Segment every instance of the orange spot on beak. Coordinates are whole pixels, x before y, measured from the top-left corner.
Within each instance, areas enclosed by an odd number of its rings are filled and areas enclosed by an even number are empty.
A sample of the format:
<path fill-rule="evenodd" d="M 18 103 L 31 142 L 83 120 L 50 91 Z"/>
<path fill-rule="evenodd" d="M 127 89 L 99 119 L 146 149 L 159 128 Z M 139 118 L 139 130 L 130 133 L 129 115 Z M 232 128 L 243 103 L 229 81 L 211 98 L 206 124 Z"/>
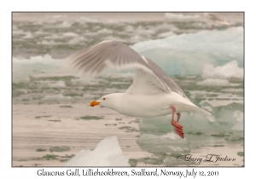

= = = =

## Aim of the exercise
Copy out every line of the records word for word, leaving out the pictures.

## Answer below
Segment every instance of the orange spot on beak. Coordinates are whole pixels, x before y, measured from the top-left corner.
Within each instance, areas enclosed by an odd number of its rings are filled and areas enclosed by an even number are empty.
A sample of the format:
<path fill-rule="evenodd" d="M 18 103 L 31 142 L 83 120 L 50 91 Z"/>
<path fill-rule="evenodd" d="M 127 89 L 99 119 L 146 149 L 159 128 Z M 139 118 L 139 130 L 130 133 L 129 115 Z M 232 128 L 243 103 L 229 81 L 211 98 L 206 124 Z"/>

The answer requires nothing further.